PROVIDED TEXT =>

The Ride of Her Life: The True Story of a Woman, Her Horse, and Their Last-Chance Journey Across America

Image of The Ride of Her Life: The True Story of a Woman, Her Horse, and Their Last-Chance Journey Across America
Author(s): 
Release Date: 
June 1, 2021
Publisher/Imprint: 
Ballantine Books
Pages: 
336
Reviewed by: 

Elizabeth Letts, New York Times bestselling author of The Perfect Horse, has written an adventure inspired by a real person who faces the predicted end of her life with bold audacity, a couple of loyal pets, and a blind faith in human nature. This is a quirky saga of a 63-year-old woman in the 1950s with a medical condition and two to four years to live, who went on an ill-advised, impossible mission on the back of a horse across America during the post war migration that changed the landscape of rural United States to the suburban American Dream.  Her nickname: Jackass Annie. When she begins her journey, Annie Wilkins is the end of her line, the last member of a family of Yankee farmers descended from those who had fought in the American Revolution. She has nothing to lose.

Discouraged, but undaunted by the sale of her farm due to outstanding back taxes, ($54.36) Annie begins her journey from her hometown in Minot, Maine, in the vague direction “towards California”—in November, a year after the first color televisions from RCA Victor are distributed in strategic locations in major cities throughout the United States, one year after the world “suddenly accelerated.”

This “funny, quirky and bold personality,” twice divorced, fond of a good party, a former vaudeville performer and lacking any personal experience with religion, became Widow Wilkins, “folksy, religious and maybe a bit simpleminded.” Just right for white, middle America. She could have been their granny, their long-lost great aunt, and when she paraded into town on the back of her horse, dressed in men’s overalls and preceded by a trotting dog named Depeche Toi (French for “hurry up”), and they opened their arms to her, and their stables to her horse and dog. Sometimes this meant she spends the night in the county jail, and sometimes she’s put up in a bed and breakfast or an extra room, or even a barn. She travels without a map, each day with a different destination “just up the road.”

SUPPLIED ENTRIES =>
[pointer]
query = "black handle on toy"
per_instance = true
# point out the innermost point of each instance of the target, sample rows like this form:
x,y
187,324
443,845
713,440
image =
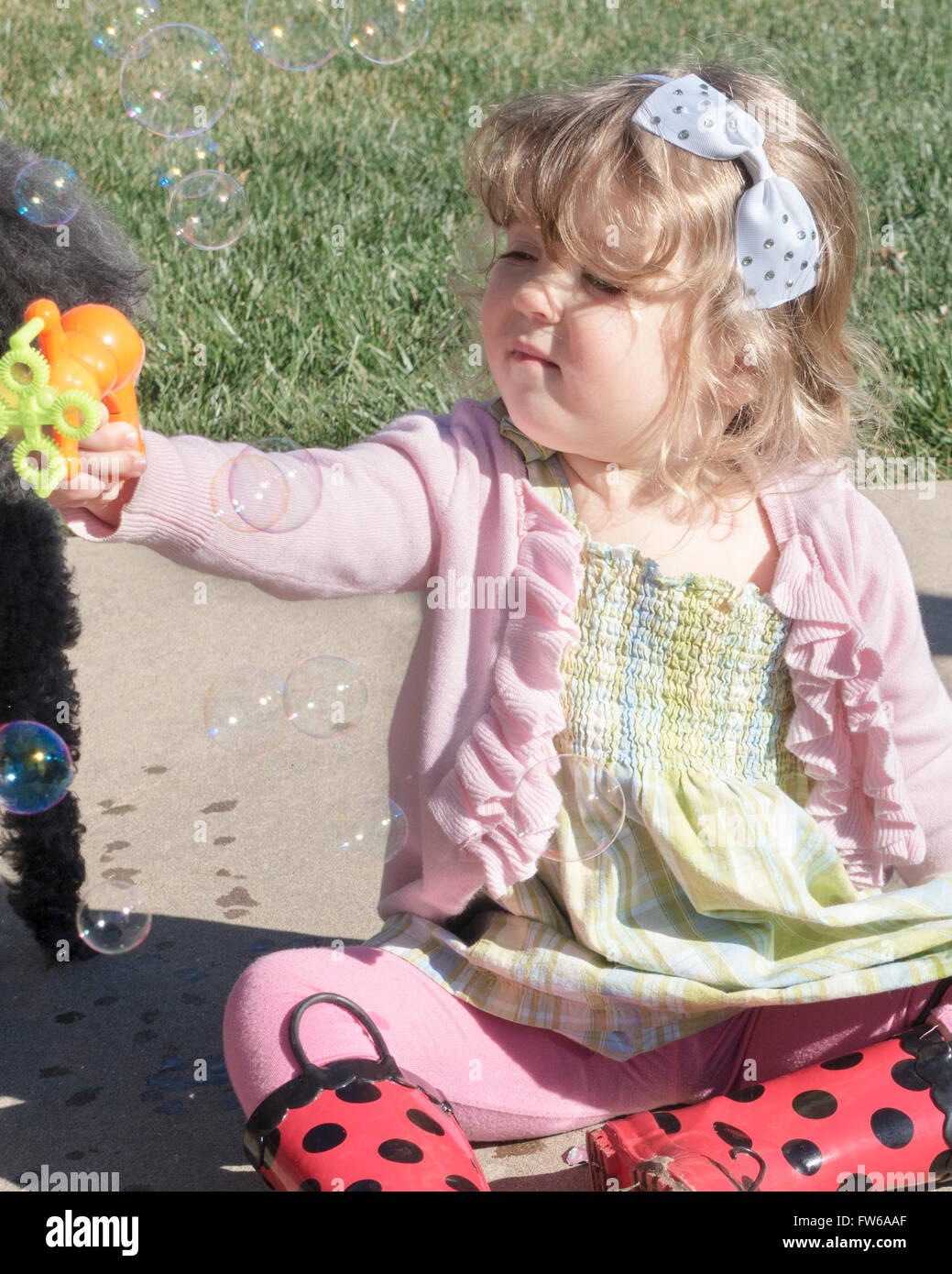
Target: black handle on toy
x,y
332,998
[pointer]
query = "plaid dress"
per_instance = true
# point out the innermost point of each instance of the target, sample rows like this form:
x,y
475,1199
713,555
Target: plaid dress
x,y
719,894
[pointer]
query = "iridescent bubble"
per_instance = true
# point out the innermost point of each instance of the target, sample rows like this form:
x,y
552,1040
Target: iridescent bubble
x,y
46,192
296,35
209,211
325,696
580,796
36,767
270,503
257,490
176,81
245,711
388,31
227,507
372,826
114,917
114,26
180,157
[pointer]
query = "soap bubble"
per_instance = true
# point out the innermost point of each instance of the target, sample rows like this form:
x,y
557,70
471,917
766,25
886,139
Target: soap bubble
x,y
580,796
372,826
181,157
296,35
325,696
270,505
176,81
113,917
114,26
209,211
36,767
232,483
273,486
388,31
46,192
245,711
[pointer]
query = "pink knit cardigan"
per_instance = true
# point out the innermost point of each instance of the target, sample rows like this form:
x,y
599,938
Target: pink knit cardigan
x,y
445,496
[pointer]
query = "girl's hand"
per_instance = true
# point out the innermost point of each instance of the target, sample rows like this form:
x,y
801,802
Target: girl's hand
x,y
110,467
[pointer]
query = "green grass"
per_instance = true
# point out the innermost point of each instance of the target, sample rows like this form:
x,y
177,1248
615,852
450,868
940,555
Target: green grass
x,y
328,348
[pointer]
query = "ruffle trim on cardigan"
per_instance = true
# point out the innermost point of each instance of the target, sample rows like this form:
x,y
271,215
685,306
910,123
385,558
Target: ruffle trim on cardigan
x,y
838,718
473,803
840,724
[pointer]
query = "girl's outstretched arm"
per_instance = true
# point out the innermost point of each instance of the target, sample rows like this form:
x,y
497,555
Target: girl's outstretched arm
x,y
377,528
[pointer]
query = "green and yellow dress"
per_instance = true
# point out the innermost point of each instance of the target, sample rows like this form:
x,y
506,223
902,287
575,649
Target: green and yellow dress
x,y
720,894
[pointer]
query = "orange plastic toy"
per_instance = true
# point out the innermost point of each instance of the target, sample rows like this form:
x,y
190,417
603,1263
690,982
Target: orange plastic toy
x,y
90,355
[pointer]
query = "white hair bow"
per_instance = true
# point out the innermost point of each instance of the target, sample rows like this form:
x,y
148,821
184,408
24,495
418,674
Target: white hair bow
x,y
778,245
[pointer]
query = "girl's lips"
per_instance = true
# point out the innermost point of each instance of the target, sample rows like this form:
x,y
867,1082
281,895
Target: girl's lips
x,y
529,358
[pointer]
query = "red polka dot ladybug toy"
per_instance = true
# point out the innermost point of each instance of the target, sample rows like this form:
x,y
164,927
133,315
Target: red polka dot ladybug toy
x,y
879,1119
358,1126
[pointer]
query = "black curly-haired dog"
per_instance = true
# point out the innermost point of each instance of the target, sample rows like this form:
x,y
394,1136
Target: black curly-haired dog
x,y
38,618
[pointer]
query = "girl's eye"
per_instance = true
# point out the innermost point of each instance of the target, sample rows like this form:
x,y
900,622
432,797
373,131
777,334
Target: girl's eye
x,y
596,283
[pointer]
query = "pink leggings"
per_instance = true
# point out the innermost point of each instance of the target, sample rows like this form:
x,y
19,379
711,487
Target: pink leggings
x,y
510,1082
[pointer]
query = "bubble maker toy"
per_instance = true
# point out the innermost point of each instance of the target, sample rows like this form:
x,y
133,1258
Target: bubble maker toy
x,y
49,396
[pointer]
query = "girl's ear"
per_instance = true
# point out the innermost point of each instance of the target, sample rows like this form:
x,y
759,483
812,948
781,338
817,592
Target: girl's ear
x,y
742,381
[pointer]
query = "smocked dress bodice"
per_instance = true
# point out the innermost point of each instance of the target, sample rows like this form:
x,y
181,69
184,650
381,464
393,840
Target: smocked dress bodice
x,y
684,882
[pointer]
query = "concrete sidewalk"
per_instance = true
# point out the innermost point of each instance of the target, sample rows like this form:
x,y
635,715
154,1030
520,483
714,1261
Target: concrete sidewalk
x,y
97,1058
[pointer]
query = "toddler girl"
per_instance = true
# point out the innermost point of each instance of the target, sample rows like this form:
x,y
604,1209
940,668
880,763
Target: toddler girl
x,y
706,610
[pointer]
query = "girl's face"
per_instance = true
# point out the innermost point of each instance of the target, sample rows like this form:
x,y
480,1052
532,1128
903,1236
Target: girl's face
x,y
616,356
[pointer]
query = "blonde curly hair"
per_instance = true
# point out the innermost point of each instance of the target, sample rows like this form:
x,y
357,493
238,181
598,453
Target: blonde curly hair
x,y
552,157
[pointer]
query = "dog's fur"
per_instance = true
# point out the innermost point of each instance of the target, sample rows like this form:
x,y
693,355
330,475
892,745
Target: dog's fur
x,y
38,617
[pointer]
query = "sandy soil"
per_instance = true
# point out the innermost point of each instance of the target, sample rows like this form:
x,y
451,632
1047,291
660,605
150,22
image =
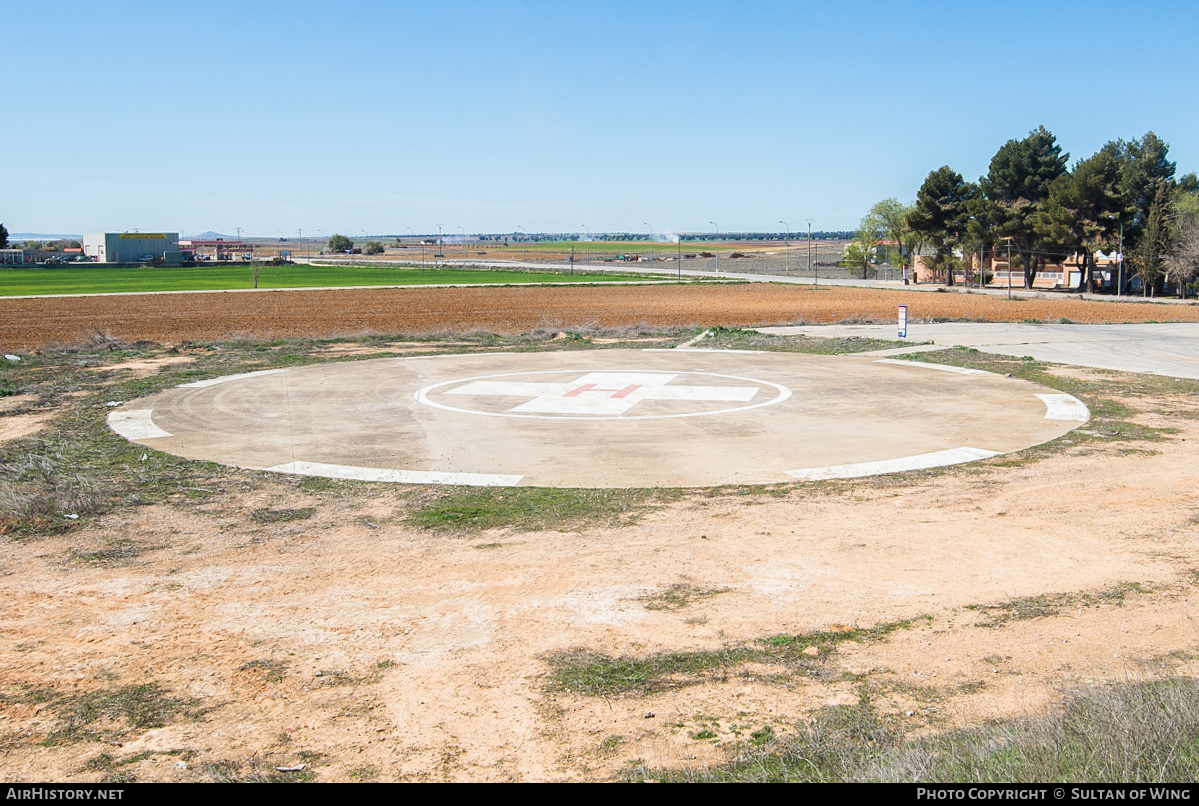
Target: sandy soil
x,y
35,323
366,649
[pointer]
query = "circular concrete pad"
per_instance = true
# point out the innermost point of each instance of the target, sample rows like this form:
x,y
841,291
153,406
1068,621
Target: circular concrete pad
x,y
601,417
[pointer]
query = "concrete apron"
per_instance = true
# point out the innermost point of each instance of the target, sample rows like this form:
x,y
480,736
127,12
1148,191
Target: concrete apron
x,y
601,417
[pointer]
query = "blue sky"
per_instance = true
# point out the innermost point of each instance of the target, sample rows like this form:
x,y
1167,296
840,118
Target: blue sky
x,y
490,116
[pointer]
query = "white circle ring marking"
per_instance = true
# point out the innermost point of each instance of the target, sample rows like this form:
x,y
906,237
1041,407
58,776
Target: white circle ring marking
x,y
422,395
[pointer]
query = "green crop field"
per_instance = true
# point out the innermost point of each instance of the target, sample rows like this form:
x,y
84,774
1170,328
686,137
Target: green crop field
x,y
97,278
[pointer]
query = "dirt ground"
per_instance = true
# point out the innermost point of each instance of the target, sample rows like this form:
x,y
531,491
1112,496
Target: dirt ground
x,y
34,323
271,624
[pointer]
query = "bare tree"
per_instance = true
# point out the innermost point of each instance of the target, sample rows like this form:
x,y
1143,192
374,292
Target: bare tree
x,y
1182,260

ASSIGNED TASK =>
Reproduce the part of the book review that opens with the words containing "Elizabeth Letts, New" and closes with "nothing to lose.", renaming "Yankee farmers" to "New England farmers" throughout.

RESPONSE BOX =>
Elizabeth Letts, New York Times bestselling author of The Perfect Horse, has written an adventure inspired by a real person who faces the predicted end of her life with bold audacity, a couple of loyal pets, and a blind faith in human nature. This is a quirky saga of a 63-year-old woman in the 1950s with a medical condition and two to four years to live, who went on an ill-advised, impossible mission on the back of a horse across America during the post war migration that changed the landscape of rural United States to the suburban American Dream.  Her nickname: Jackass Annie. When she begins her journey, Annie Wilkins is the end of her line, the last member of a family of New England farmers descended from those who had fought in the American Revolution. She has nothing to lose.